**MATERIAL FOR THIS TASK:**
● ● ● ● ● ● ●

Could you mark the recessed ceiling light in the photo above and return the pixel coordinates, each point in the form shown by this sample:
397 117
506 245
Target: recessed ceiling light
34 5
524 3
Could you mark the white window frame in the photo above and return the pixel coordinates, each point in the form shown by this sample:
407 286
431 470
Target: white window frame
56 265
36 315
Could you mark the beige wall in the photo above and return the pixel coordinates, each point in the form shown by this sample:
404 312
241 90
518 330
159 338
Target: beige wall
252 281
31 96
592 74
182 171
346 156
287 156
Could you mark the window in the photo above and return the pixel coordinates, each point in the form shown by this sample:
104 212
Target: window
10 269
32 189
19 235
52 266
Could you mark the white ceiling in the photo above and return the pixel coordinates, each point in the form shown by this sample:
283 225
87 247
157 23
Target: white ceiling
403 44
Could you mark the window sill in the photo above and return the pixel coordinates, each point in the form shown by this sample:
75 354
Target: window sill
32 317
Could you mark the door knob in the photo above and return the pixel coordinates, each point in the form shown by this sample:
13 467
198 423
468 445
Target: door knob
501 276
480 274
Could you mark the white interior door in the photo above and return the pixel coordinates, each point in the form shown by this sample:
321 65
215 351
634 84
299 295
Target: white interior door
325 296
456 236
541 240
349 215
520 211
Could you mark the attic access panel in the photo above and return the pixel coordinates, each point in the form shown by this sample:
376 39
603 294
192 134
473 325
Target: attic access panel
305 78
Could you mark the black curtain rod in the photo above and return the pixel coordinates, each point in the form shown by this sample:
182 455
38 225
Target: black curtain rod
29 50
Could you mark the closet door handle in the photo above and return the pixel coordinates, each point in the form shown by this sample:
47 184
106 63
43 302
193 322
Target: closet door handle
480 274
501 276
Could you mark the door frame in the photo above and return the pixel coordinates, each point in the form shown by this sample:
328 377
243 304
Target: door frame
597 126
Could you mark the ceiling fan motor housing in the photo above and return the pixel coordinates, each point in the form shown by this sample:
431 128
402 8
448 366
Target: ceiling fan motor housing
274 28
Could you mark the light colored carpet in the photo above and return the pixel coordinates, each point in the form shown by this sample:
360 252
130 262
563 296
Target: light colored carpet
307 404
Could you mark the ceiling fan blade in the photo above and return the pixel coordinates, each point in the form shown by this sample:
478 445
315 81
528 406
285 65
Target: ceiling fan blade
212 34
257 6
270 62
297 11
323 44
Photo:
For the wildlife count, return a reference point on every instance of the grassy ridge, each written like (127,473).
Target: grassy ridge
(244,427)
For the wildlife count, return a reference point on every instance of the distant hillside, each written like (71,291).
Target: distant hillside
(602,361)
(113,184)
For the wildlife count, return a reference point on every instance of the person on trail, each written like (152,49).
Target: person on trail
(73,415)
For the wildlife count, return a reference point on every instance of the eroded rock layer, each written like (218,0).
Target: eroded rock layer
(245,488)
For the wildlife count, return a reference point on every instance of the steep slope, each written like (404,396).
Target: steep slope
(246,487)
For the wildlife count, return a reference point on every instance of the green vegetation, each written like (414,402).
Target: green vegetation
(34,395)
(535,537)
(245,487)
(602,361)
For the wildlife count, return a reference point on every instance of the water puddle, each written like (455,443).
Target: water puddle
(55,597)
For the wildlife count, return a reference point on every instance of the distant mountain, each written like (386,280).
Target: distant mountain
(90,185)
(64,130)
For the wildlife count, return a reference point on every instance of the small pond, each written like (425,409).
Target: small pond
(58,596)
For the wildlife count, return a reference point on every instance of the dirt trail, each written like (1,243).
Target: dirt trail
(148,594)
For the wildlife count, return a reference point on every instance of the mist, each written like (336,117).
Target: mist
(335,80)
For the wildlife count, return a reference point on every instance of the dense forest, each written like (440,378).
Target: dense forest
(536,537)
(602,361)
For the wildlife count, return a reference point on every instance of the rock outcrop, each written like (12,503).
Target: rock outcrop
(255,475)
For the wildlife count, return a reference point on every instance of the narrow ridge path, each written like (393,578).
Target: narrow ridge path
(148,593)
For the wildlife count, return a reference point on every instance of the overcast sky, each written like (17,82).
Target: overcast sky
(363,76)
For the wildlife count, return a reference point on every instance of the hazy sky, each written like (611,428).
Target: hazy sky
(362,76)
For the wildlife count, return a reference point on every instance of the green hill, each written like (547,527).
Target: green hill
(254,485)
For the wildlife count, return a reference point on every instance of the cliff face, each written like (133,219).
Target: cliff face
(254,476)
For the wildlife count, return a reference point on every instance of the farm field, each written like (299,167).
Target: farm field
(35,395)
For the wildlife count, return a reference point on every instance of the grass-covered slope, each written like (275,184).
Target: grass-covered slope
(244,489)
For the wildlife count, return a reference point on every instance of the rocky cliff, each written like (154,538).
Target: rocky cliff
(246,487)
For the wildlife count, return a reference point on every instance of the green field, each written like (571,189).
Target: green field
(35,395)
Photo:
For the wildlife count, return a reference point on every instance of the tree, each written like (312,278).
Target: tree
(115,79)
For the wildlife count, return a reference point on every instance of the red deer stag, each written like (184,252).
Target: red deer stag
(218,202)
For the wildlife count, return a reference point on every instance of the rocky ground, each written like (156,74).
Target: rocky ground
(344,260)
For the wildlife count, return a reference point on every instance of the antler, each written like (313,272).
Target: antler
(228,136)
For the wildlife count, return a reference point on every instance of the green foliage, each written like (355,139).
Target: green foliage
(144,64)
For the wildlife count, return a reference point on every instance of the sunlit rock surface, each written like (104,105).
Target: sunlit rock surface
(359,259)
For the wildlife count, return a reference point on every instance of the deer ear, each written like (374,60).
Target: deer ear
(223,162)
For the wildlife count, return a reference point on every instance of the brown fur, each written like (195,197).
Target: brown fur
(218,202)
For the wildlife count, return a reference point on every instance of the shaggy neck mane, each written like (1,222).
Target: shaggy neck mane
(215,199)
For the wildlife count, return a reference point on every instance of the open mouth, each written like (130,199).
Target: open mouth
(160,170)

● ● ● ● ● ● ●

**WHAT TO PRODUCE:**
Show the data once more, exactly as it was written.

**SOLUTION TO THE PROBLEM:**
Could you mark the recessed ceiling light in the photo above and return the pixel coordinates, each point in the form shown by this sample:
397 117
506 245
Target: recessed ceiling light
34 5
524 3
Could you mark the white window frame in the photo above and return the pixel coordinates, each point in the form shown by this sample:
407 286
431 470
Target: white window frame
56 265
36 315
Could you mark the beige wall in the photo above and return the pixel coordinates, each point in the form shown by this sample:
404 312
241 90
518 330
159 338
Target: beige wall
252 281
31 96
592 74
182 171
346 156
287 156
Could you mark the window in the photo above and return the pixel coordinates, each point in the form shown by this sample:
104 212
Target: window
10 269
32 189
19 235
52 266
Could you mark the white ceiling in the photo above and return the pixel coordinates, each point in the form shown by this sample:
283 225
87 247
157 23
Target: white ceiling
403 44
Could you mark the window sill in the photo above and return the pixel coordinates, each point in the form shown by this sample:
75 354
Target: window sill
32 317
Could you mark the door knob in the photo above and return the pixel coordinates, each point in the form shown by this sample:
13 467
198 423
468 445
Target: door knob
501 276
480 274
Could you mark the white interior door in the photo above and return the pixel coordinates, each point in the form shown by this sample:
321 65
215 351
634 84
299 295
Target: white interior door
325 296
456 236
541 240
349 215
520 211
Could you mark the attic access panel in the photo above and return the pixel coordinates, each point in the form shown by this sample:
376 39
603 294
192 134
473 325
Target: attic access panel
305 78
Could you mark the black curtain rod in the photo above and return the pixel coordinates, each point in the form shown by this sample:
182 455
38 225
Target: black curtain rod
29 50
Could you mark the closet door handle in the photo above and return the pixel coordinates, each point in the form shown by this sample:
47 184
106 63
43 302
193 322
Target: closet door handle
480 274
501 276
Could you mark the door frame in the photo above and return the pixel coordinates, each point in the form shown by this sample:
328 377
243 304
Target: door frame
597 126
Could you mark the ceiling fan motor housing in the photo above and return the pixel coordinates, each point in the form shown by this sample:
431 128
402 8
448 366
Target: ceiling fan motor housing
274 28
Could you mark the light colored carpet in the photo above and return the pixel coordinates, each point in the form shown by this sample:
360 252
130 262
563 296
Target: light colored carpet
307 404
Could you mark the ceiling fan blade in the photo above and return the pixel coordinates, each point in the form shown by this sample:
478 445
315 81
528 406
285 65
Target: ceiling fan blade
212 34
257 6
270 62
297 11
323 44
Photo:
For the wildlife count, return a reference point on every instance of the grassy ridge, each written like (127,473).
Target: grassy ridge
(244,427)
For the wildlife count, return a reference point on every instance of the distant hillside, each written like (71,291).
Target: distant hillside
(602,361)
(113,184)
For the wildlife count, return a reference point on every instance of the person on trail, each written like (152,49).
Target: person on trail
(73,415)
For the wildlife count, return a reference point on every instance of the eroded rock layer, each written like (218,0).
Target: eroded rock layer
(245,488)
For the wildlife count, return a reference point on every instance of the steep slope, each written like (404,396).
Target: steep slope
(246,487)
For the wildlife count, return a reference point on every instance of the green vegetation, each written like (414,402).
Target: green vegetation
(34,395)
(535,537)
(245,487)
(602,361)
For the wildlife count, return a reference point on every instance of the water puddle, each written like (455,443).
Target: water puddle
(55,597)
For the wildlife count, return a reference point on every instance of the distant mountain, each written like (386,280).
Target: distant mountain
(90,185)
(64,130)
For the wildlife count, return a reference point on every instance of the small pond, each written like (425,409).
Target: small pond
(58,596)
For the wildlife count, return a reference point on every instance of the dirt trail, each written like (1,243).
Target: dirt trail
(148,594)
For the wildlife count, return a reference point on every instance of the mist, each written like (336,117).
Target: mist
(335,80)
For the wildlife count, return a reference point on every instance of the dense forest, each written like (440,378).
Target: dense forest
(536,537)
(602,361)
For the wildlife count, return a reference point on every instance of the rock outcrop, each written like (12,503).
Target: rock outcrop
(255,475)
For the wildlife count, return a reference point on every instance of the narrow ridge path, each written like (393,578).
Target: narrow ridge path
(148,593)
For the wildlife count, return a reference point on every instance of the overcast sky, each written like (17,82).
Target: overcast sky
(363,76)
For the wildlife count, return a reference point on every instance of the hazy sky, each written like (611,428).
Target: hazy sky
(362,76)
For the wildlife count, return a reference point on every instance of the green hill, each written like (547,527).
Target: green hill
(254,485)
For the wildlife count, return a reference point on every instance of the cliff face, each written like (133,219).
Target: cliff face
(254,476)
For the wildlife count, return a reference point on every instance of the farm field, each written like (299,167).
Target: farm field
(35,395)
For the wildlife count, return a reference point on every instance of the grass-covered slope, each written like (275,184).
Target: grass-covered slope
(244,489)
For the wildlife count, return a reference point on every instance of the rocky cliff, each written like (154,538).
Target: rocky cliff
(246,487)
For the wildlife count, return a reference point on every instance of the green field, each written like (571,189).
Target: green field
(35,395)
Photo:
For the wildlife count, return a reference point on every instance of the tree, each written like (312,278).
Target: tree
(115,79)
For the wildlife count, return a reference point on every instance of the red deer stag, each written like (184,252).
Target: red deer stag
(218,202)
For the wildlife count, return a reference point on every instance of the rocky ground, each written like (156,74).
Target: rocky ground
(344,260)
For the wildlife count, return a reference point on every instance of the antler, each written like (313,272).
Target: antler
(228,136)
For the wildlife count, return a reference point on every instance of the green foliage, each written like (355,139).
Target: green foliage
(144,64)
For the wildlife count, return a reference point on every instance of the sunlit rock surface, each written like (104,105).
Target: sunlit rock surface
(359,259)
For the wildlife count, return a reference point on every instance of the deer ear, each written like (374,60).
Target: deer ear
(223,162)
For the wildlife count, return a reference point on every instance of the brown fur, each written like (195,197).
Target: brown fur
(218,202)
For the wildlife count, return a reference point on every instance of the shaggy neck mane, each written like (1,222).
Target: shaggy neck mane
(215,199)
For the wildlife count, return a reference point on every instance of the open mouth, each written like (130,199).
Target: open mouth
(160,170)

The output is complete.